* _WORK REQUIRED_
Nothing but a full, exact copy of the data is needed.

Collected data entries
*** Block opens ***
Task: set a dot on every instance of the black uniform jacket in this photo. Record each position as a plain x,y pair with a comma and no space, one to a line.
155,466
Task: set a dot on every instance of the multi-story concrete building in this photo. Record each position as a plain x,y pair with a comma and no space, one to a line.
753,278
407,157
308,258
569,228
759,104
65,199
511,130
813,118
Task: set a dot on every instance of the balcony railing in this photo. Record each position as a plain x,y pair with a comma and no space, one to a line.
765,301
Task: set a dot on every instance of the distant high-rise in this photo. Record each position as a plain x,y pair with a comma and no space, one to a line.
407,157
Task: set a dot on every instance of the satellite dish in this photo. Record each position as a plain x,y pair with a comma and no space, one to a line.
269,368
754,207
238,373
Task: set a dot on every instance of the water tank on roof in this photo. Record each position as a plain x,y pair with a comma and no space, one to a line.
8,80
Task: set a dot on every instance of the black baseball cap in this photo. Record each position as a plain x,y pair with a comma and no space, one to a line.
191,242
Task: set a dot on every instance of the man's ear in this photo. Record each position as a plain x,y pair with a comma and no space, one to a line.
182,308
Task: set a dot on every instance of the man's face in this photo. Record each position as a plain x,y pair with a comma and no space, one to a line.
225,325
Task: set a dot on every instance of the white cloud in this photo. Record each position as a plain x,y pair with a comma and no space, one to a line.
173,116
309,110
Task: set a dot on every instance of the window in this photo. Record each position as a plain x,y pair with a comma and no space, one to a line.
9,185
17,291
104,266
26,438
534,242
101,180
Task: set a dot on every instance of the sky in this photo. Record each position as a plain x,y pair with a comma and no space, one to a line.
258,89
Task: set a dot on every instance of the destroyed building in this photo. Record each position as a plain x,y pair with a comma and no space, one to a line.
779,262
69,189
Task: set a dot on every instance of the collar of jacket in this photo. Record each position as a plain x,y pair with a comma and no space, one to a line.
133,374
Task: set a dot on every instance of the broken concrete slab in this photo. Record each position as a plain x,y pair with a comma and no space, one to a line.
*** Block closes ***
* _SOLUTION TO THIS TASK_
Task: set a dot on every instance of the black uniform jacket in this photo. Record each position as a plain x,y pair with a comma and no space, one to a line.
155,466
Task: set a dot on every instance of the multi-story concrete building in this photo. Record each position as a plain x,y pair with a comma and no space, one to a line.
753,278
407,157
308,258
569,228
759,104
65,199
511,130
813,118
Task: set a dot on every instance of the balcony railing in this photo. Record each position as a plain x,y pair with a comma and no space, one to a line.
765,301
Task: set a dot on every instance of the distant high-rise in this photo. Record each position as a plain x,y pair with a comma and no space, one to a line.
407,157
Task: set a dot on every instance of the satellite dish in this photo. Record each position as a plain x,y pair with a comma and no space, one to a line.
269,368
754,207
238,373
Task: set a dot on every instance of the water tank on roof in this photo. Record each position as a plain x,y pair with a comma and no space, one to a line.
8,80
Task: set a dot on every instance of the black baseball cap in this photo. Record each position as a plain x,y pair with a comma and no space, one to a line.
191,242
Task: set a dot on every instance of the man's ear in this photo. Record each position as a plain x,y pair with a comma and no space, one to a line.
182,308
Task: set a dot on every instance of the man's face in this photo. Record each position as a plain x,y pair with a comma and no space, one to a line.
225,325
Task: set a dot on every instance of the white cloud in this photo. Record each position as a plain x,y pair with a comma and no space, one to a line.
173,116
309,110
Task: set a dot on every instance of the window in this photo. Record each position as a plain x,y pair with a comma and no space, one to a line.
9,185
17,291
104,266
26,438
534,242
101,180
Task: set a dot on every instance of the sky in this photo. Record each position as a plain x,y pair with a comma and no space, one to a line.
258,89
Task: set a dot on every instance of the destroyed building in this photo. Record each position as a plain x,y pair with a comma and no space, one to a line.
779,262
69,189
Task: set a dot on every instance of the collar of jacket in this photo. Record each position as a plain x,y pair with a comma and no space, one to a line.
133,374
Task: set a dot on every instance of the broken concrete slab in this photo. Record each position as a plain x,y pair with a comma and no space, one to a line.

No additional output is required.